Extracted data:
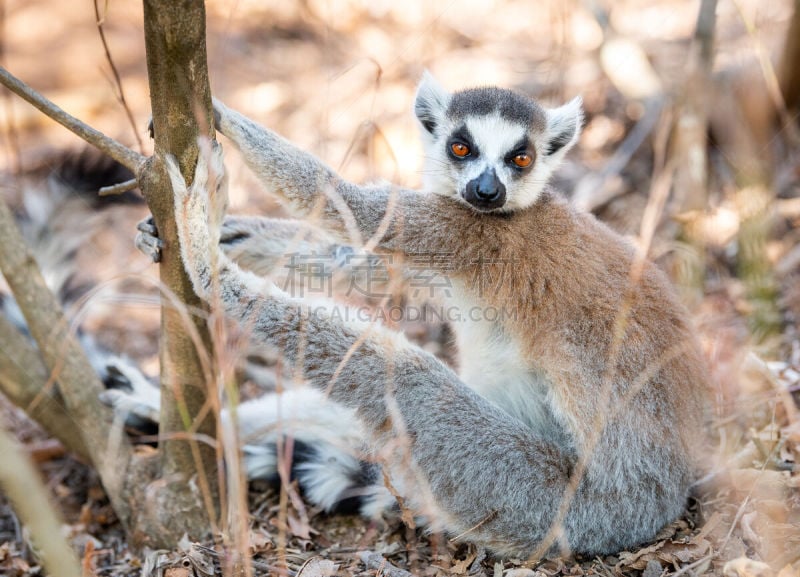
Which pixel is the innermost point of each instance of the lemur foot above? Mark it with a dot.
(147, 240)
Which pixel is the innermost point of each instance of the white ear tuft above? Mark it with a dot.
(564, 126)
(431, 102)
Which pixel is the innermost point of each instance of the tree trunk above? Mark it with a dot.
(181, 102)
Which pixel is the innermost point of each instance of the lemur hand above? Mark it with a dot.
(147, 240)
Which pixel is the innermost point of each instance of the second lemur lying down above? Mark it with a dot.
(574, 420)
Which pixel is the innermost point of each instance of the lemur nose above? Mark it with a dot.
(486, 192)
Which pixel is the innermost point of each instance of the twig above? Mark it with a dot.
(20, 481)
(592, 191)
(115, 72)
(119, 152)
(120, 188)
(376, 561)
(23, 377)
(66, 361)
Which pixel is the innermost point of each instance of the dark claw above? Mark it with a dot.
(147, 240)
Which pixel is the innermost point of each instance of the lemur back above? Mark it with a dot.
(573, 422)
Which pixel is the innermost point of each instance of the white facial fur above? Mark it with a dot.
(494, 135)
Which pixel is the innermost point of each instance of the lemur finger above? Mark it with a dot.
(147, 241)
(148, 226)
(130, 394)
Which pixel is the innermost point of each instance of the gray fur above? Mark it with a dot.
(558, 435)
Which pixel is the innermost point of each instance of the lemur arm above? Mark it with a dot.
(459, 459)
(360, 215)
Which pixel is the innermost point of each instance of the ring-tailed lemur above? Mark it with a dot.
(574, 419)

Instructions to follow:
Please reproduce the data above verbatim, everything from the line containing "nose above? Mark it with a dot." down to the end of the data, both ends included.

Solution below:
Which pixel is the innermost point of each instance of the lemur nose above? Mark it with a dot.
(486, 192)
Which pixel is the innermost point of each instance of the twig above? Mark it with a dot.
(20, 481)
(592, 191)
(115, 72)
(119, 152)
(120, 188)
(376, 561)
(23, 377)
(66, 361)
Which pixel is the innermost point of each instance of the dark claw above? Mark it with a dot.
(147, 240)
Which pixel is the innermost point of each instance of the lemur back above? Mark it with a dot.
(573, 422)
Which pixel is the innermost point of each instance of the white facial fur above? Mark it with a dot.
(494, 135)
Which pixel is the innermost point of each instance of the lemur finger above? Mark it with a dot.
(147, 241)
(148, 226)
(130, 394)
Which pixel is the innermost point of each instance of the gray fur above? Mark it with a dot.
(558, 435)
Which pixel is the innermost point of each instance of the lemur arm above? Mark it with a dot.
(459, 459)
(360, 215)
Which pixel is the innermost point of each instance of the ring-tailed lemur above? Mark it with a dot.
(574, 419)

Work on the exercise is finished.